• DATASET RECORDS:
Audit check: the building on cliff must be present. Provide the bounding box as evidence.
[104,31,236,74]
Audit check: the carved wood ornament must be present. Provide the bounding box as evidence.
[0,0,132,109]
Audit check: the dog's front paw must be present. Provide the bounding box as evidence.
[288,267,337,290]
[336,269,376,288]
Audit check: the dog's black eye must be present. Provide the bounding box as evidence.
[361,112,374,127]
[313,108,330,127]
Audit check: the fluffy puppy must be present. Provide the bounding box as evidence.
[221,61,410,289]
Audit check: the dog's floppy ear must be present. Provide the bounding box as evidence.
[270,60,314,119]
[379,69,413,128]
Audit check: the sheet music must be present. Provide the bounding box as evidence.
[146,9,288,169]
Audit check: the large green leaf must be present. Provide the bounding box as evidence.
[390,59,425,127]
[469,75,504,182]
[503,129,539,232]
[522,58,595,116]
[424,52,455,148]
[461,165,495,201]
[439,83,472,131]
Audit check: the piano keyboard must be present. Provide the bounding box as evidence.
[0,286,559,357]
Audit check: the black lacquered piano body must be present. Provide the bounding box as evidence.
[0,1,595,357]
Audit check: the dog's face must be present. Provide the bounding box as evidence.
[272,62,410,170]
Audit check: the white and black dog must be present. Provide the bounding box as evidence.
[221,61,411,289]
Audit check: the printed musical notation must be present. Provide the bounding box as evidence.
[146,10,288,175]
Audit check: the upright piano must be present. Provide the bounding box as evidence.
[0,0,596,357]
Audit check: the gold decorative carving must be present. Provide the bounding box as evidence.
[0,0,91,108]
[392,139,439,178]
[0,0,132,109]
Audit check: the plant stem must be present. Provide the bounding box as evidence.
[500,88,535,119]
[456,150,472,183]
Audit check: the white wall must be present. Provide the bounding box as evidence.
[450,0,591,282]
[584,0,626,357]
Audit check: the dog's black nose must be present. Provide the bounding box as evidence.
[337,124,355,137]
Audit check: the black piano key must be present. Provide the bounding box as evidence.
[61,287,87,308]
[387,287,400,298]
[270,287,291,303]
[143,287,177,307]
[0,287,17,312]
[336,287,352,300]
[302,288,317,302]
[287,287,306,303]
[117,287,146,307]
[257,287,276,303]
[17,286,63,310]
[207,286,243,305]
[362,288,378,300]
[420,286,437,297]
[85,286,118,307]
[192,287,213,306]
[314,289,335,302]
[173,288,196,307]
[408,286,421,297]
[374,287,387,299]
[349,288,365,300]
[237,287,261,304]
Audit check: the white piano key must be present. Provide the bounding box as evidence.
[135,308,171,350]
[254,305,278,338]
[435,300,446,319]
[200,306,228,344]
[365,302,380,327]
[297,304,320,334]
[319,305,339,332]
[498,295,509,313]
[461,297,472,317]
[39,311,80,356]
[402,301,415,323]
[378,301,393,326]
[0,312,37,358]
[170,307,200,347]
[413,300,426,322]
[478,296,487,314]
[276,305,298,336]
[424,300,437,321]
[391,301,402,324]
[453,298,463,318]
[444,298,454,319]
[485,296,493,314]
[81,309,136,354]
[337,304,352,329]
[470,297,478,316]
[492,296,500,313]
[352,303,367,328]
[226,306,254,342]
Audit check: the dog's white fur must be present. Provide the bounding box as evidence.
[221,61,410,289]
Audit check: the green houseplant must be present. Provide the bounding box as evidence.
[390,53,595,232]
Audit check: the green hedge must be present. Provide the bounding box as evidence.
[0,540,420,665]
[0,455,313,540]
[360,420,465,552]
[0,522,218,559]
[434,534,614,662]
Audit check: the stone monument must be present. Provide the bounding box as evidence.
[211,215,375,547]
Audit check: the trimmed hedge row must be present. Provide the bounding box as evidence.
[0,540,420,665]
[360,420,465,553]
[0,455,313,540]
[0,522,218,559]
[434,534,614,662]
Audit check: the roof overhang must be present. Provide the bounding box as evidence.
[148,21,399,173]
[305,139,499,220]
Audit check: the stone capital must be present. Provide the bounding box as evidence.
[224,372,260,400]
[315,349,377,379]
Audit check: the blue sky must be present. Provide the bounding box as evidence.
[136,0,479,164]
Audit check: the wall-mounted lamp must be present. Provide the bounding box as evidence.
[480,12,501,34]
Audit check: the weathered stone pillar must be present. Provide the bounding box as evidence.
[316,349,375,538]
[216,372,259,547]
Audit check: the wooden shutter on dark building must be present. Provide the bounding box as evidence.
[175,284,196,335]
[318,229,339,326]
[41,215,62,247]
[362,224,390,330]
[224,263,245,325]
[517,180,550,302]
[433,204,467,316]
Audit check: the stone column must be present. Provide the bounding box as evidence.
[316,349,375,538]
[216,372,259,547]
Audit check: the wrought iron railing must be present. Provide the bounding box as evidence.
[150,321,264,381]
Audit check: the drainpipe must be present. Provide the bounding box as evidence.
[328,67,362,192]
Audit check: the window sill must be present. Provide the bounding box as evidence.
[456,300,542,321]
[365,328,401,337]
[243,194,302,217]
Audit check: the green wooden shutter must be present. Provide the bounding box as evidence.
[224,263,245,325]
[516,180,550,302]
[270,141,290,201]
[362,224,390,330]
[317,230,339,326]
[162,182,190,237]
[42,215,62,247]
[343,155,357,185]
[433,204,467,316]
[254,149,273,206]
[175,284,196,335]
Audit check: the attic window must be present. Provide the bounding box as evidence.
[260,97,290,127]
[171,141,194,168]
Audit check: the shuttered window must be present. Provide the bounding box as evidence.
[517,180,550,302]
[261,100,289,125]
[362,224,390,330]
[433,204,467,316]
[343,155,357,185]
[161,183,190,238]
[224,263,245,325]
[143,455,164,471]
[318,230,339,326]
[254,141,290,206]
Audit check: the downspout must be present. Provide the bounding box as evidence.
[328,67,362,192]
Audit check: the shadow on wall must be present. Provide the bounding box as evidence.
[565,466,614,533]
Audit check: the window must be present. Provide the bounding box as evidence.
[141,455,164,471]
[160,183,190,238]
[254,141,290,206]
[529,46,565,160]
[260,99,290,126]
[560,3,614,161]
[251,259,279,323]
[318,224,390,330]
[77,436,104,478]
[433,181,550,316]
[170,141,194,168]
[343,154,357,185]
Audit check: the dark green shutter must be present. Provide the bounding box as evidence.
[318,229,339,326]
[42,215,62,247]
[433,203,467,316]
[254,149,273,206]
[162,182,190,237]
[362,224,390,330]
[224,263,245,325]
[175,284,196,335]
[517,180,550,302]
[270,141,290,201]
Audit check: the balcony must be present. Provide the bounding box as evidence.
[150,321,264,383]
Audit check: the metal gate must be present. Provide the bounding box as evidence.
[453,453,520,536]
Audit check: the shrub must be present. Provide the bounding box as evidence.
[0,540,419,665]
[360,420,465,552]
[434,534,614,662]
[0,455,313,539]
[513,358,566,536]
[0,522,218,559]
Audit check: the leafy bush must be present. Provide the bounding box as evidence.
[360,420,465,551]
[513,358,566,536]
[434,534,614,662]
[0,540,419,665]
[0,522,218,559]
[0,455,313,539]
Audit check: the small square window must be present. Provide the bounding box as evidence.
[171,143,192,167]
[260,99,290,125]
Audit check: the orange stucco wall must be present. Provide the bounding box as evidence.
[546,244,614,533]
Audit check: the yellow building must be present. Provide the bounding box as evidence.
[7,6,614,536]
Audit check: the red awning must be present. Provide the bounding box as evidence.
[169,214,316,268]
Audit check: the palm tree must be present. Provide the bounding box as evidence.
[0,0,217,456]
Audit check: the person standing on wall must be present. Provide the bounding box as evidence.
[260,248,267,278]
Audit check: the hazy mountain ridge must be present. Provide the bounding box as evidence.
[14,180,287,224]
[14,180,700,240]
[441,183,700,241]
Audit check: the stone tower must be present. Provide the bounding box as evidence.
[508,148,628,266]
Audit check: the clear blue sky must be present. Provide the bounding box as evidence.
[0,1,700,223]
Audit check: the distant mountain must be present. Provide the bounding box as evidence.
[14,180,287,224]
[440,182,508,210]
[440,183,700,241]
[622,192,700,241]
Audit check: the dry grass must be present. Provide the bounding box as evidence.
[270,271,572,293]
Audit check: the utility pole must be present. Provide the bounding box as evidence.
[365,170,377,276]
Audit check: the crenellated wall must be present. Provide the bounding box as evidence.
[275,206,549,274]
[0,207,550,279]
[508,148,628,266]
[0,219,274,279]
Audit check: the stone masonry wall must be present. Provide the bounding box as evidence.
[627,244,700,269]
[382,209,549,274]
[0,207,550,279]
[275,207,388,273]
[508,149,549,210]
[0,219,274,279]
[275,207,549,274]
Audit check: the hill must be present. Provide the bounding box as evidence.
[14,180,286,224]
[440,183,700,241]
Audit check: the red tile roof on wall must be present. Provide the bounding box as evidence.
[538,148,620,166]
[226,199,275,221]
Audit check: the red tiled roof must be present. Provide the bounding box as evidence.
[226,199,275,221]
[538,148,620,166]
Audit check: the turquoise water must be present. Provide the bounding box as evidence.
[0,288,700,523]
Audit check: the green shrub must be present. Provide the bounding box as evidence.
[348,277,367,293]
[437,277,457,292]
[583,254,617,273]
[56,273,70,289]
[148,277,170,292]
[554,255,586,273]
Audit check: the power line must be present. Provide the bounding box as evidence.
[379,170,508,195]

• PROBLEM DETAILS: Convert the records, starting at the line that contains "Audit check: the hill" and continuing through the last line, into a JSON list of strings with one string per line and blank lines omitted.

• SOLUTION TO THIS EXERCISE:
[
  "Audit check: the hill must be present. Provide the bounding box as evidence.",
  "[14,180,286,224]",
  "[440,183,700,241]",
  "Audit check: the red tile roof on wall must be present. Provide the bounding box as evidence.",
  "[538,148,620,166]",
  "[226,199,275,221]",
  "Audit check: the red tiled roof must be present. Provide the bounding box as evidence.",
  "[226,199,275,221]",
  "[538,148,620,166]",
  "Audit check: the turquoise water must be present. Provide the bounding box as evidence.",
  "[0,288,700,523]",
  "Audit check: the green shrub must be present. Provide the bounding box as evidence.",
  "[348,277,367,293]",
  "[437,277,457,292]",
  "[583,254,617,273]",
  "[56,273,70,289]",
  "[148,277,170,292]",
  "[554,255,586,273]",
  "Audit check: the power line must be present. Provide the bounding box as evidence.",
  "[379,170,508,195]"
]